*** Opening Selected excerpt ***

Chinese Medicine is a holistic system of medicine, which is governed by the principles of an energetic model instead of the biochemical model followed in Western medicine.
By holistic, it is meant that no symptom can be traced back to a single cause, but needs to be viewed in relation to the entire body. Energetic is used to say how vital energy (Qi or Chi as per Asian culture) is the foundation of health and life. The ancient Chinese were able to recognize the presence of vital energy behind all life processes and their forms.
To develop an understanding of a disease, its prevention, and cure, ancient physicians studied how this cyclic system of energy flowed across specific pathways called meridians through the body. Diseases arise due to an imbalance or deficiency in vital energy (Chi) within their meridians and their interlinked physiological systems. This imbalance is further known by bringing into account all circumstances in a patient’s life, inclusive of mental, emotional, and physical components. In stark contrast to this, Western medicine isolates a particular disease on the basis of a specific system or region of the body.
Ancient physicians understood how every pathway was associated with a specific physiological system as well as an internal organ. It is this system of energy that lays the foundation for acupuncture theory.
The meridians of energy communicate with body surfaces at particular locations that are known as acupuncture points. Every point has a predictable effect on the vital energy that goes through it. Modern science has measured the electrical charge at such points, thus reiterating the median locations as mapped by the physicians.
Traditional Chinese medicine has come up with the way to determining flow within the meridian system through a system of tongue and pulse diagnosis. These findings, when combined with other symptoms are able to formulate a composite diagnosis. The diagnosis leads to the creation of a “personalized” treatment plan, meant to bring about a balanced state of health.

*** Closing Selected excerpt ***
*** Opening Information given ***

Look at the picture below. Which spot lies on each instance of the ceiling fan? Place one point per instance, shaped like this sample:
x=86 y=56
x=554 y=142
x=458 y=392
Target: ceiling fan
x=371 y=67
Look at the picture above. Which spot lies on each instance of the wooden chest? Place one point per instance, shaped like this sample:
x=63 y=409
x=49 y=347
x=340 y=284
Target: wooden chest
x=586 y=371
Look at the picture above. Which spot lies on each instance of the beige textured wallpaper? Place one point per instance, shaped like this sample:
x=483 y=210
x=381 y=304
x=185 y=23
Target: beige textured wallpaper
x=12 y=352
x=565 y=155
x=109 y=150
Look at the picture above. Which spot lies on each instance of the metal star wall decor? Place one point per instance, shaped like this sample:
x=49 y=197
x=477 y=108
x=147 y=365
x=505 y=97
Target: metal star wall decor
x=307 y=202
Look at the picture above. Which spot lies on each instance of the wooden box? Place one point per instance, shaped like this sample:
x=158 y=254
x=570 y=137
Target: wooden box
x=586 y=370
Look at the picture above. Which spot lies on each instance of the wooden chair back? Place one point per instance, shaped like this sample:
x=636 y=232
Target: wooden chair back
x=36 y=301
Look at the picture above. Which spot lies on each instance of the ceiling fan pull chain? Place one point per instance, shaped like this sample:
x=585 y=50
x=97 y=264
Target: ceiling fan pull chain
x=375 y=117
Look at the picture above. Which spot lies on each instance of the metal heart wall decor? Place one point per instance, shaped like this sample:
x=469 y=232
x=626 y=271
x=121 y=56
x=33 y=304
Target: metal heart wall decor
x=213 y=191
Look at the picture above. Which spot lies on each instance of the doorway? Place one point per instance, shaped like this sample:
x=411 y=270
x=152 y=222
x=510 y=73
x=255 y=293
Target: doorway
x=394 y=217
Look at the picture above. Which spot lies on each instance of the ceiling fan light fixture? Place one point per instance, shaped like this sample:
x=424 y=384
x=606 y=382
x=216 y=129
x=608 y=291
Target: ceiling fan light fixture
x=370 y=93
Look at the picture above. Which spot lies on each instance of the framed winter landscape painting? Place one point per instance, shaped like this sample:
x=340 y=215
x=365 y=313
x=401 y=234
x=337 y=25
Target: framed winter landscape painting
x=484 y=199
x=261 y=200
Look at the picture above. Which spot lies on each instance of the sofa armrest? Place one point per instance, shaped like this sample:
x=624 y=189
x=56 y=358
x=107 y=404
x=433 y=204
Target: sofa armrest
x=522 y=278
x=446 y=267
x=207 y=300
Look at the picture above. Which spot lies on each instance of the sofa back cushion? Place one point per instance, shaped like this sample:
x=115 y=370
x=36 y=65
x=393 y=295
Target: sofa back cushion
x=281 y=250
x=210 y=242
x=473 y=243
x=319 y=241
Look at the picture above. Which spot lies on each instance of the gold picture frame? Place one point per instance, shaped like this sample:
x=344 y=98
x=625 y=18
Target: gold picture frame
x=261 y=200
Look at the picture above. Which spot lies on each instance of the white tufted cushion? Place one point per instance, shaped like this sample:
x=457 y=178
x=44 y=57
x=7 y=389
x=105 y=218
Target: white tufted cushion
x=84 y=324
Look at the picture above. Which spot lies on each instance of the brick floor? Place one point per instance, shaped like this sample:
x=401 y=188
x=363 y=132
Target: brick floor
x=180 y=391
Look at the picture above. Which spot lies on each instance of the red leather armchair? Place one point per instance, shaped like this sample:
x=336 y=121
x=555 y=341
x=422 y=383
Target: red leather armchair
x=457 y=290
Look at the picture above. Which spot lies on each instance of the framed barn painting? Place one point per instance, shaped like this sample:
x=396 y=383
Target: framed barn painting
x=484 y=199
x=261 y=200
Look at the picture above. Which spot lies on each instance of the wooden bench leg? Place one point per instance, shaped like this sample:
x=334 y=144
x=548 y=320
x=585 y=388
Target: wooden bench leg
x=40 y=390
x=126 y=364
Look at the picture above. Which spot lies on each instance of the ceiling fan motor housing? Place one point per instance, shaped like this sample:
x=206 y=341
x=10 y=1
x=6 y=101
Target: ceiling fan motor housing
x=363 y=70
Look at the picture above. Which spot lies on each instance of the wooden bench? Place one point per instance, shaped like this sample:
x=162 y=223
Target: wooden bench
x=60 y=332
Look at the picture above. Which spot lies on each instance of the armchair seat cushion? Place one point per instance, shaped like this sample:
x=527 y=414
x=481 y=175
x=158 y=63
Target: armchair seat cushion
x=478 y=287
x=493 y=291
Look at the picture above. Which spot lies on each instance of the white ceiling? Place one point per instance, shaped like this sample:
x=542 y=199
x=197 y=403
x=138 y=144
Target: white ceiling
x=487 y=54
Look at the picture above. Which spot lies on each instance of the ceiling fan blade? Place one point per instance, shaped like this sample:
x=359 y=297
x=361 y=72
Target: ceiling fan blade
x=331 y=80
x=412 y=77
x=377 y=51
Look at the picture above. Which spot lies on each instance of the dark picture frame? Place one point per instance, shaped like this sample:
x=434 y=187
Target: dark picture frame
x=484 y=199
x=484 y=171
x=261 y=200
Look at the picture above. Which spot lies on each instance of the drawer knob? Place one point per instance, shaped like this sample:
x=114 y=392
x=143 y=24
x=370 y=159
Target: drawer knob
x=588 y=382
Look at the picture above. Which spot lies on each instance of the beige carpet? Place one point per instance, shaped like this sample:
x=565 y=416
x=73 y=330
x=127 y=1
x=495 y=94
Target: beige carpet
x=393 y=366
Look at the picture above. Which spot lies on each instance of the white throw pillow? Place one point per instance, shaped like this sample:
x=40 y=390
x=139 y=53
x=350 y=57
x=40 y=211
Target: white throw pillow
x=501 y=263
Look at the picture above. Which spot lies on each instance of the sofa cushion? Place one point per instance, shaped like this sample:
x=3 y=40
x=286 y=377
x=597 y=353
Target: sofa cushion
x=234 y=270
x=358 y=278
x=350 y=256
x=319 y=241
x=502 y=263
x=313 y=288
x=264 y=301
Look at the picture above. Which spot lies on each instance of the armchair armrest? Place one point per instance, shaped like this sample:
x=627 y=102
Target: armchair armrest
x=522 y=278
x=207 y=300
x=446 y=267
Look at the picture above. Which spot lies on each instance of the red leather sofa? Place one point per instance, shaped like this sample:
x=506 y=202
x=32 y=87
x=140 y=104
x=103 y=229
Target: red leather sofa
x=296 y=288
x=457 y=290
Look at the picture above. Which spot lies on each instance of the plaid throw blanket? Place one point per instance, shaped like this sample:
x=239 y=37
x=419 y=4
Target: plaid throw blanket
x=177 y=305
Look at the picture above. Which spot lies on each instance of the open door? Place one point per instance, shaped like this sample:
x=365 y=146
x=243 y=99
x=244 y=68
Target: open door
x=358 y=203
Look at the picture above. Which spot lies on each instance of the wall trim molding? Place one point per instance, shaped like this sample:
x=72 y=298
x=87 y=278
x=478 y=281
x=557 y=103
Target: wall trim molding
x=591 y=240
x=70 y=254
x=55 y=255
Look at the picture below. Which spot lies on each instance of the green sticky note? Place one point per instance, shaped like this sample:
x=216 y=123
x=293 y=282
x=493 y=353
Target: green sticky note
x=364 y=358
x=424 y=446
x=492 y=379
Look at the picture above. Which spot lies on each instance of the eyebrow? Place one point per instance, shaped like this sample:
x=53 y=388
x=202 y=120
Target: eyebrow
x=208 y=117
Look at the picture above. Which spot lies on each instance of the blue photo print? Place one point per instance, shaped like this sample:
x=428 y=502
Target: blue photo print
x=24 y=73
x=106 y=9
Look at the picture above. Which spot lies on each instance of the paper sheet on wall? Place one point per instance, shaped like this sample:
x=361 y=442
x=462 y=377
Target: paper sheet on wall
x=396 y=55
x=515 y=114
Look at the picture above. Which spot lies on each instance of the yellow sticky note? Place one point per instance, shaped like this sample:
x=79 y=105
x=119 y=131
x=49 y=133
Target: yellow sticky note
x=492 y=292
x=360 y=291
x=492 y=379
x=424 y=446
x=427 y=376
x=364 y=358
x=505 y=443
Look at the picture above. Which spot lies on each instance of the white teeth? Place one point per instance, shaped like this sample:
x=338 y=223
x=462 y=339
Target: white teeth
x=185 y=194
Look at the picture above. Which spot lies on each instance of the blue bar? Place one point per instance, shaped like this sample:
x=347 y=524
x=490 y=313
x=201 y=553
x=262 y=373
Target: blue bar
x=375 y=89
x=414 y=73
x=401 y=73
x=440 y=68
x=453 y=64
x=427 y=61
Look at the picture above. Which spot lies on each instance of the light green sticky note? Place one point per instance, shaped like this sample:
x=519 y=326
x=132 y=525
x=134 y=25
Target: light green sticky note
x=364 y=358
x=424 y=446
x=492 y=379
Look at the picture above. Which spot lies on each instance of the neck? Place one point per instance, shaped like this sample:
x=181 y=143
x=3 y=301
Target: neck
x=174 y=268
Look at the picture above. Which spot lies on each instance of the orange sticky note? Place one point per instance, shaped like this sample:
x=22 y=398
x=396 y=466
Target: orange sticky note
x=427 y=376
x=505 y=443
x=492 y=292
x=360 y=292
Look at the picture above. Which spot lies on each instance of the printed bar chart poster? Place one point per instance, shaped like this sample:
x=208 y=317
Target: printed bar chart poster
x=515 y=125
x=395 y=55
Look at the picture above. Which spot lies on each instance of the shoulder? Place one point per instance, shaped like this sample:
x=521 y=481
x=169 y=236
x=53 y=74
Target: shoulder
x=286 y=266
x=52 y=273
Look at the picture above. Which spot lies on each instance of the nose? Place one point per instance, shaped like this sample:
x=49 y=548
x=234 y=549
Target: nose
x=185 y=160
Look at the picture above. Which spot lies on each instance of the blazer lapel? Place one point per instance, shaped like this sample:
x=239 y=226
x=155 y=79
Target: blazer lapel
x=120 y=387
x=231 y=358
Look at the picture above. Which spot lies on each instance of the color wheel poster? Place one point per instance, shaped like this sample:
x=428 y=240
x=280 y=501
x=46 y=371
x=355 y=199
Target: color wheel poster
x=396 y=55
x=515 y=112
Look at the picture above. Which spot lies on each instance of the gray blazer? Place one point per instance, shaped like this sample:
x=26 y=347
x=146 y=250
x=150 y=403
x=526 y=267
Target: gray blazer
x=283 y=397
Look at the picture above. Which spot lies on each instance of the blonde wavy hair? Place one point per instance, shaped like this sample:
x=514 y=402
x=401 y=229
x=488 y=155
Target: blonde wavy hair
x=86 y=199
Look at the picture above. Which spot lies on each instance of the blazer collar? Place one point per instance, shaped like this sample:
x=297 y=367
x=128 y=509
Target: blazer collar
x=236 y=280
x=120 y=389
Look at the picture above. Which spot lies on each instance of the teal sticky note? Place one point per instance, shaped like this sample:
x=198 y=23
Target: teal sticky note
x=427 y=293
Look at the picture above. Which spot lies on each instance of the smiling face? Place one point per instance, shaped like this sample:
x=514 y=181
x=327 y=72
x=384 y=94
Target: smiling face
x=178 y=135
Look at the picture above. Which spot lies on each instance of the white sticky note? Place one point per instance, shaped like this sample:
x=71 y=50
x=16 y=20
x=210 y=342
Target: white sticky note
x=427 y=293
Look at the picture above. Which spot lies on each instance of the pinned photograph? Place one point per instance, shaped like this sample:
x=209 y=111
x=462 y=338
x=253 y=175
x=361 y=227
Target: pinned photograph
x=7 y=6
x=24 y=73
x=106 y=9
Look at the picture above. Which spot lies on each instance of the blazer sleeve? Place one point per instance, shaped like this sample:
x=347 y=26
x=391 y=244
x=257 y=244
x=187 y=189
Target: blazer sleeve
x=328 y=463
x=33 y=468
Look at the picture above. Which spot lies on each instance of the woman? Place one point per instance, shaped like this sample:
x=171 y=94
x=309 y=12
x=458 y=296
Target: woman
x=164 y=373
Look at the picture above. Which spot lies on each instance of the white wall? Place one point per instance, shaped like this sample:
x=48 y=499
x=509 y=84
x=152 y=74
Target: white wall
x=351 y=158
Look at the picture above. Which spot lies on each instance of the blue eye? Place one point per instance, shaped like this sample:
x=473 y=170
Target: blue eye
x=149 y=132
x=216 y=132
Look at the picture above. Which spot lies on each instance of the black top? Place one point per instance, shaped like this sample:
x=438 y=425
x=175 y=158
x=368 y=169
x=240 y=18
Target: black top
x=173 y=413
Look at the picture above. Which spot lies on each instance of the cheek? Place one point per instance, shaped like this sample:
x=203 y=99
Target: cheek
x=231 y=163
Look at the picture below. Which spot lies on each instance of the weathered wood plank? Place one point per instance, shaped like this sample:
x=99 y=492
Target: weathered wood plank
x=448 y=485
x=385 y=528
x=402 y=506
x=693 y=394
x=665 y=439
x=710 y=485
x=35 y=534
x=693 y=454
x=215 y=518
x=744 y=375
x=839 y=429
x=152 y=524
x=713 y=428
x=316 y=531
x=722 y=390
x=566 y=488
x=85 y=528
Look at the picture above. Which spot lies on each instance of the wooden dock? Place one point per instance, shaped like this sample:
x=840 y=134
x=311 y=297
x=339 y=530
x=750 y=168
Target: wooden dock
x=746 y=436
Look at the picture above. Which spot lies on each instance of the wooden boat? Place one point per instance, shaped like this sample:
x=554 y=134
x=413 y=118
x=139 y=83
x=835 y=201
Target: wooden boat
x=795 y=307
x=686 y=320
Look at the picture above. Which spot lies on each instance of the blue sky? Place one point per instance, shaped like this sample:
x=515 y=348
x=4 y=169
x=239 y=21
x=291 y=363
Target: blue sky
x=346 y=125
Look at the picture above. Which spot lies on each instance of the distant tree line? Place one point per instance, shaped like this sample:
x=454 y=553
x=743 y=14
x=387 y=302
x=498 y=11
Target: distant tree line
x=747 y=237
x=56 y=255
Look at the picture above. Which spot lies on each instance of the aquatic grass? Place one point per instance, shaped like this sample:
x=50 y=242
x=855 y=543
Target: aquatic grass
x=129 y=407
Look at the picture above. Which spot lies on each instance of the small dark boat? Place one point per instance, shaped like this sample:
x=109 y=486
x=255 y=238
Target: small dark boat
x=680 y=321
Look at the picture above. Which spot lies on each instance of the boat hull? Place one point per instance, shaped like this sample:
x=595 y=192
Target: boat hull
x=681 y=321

*** Closing Information given ***

[Tasks]
[a] From the passage on Chinese medicine, return the words starting with "The meridians of" and going on through "state of health.", copied exactly.
[b] Decide whether each statement agrees with the passage on Chinese medicine. Answer yes or no and quote the words from the passage that decide it.
(i) Western medicine follows a biochemical model.
(ii) Modern science has measured an electrical charge at acupuncture points.
(iii) Western medicine views a disease in relation to the entire body.
[c] According to the passage on Chinese medicine, what are the specific pathways that vital energy flows through in the body called?

[Answers to the problems]
[a]
The meridians of energy communicate with body surfaces at particular locations that are known as acupuncture points. Every point has a predictable effect on the vital energy that goes through it. Modern science has measured the electrical charge at such points, thus reiterating the median locations as mapped by the physicians.
Traditional Chinese medicine has come up with the way to determining flow within the meridian system through a system of tongue and pulse diagnosis. These findings, when combined with other symptoms are able to formulate a composite diagnosis. The diagnosis leads to the creation of a “personalized” treatment plan, meant to bring about a balanced state of health.

[b]
(i) Yes: "the biochemical model followed in Western medicine"
(ii) Yes: "Modern science has measured the electrical charge at such points"
(iii) No: "Western medicine isolates a particular disease on the basis of a specific system or region of the body"

[c] They are called meridians.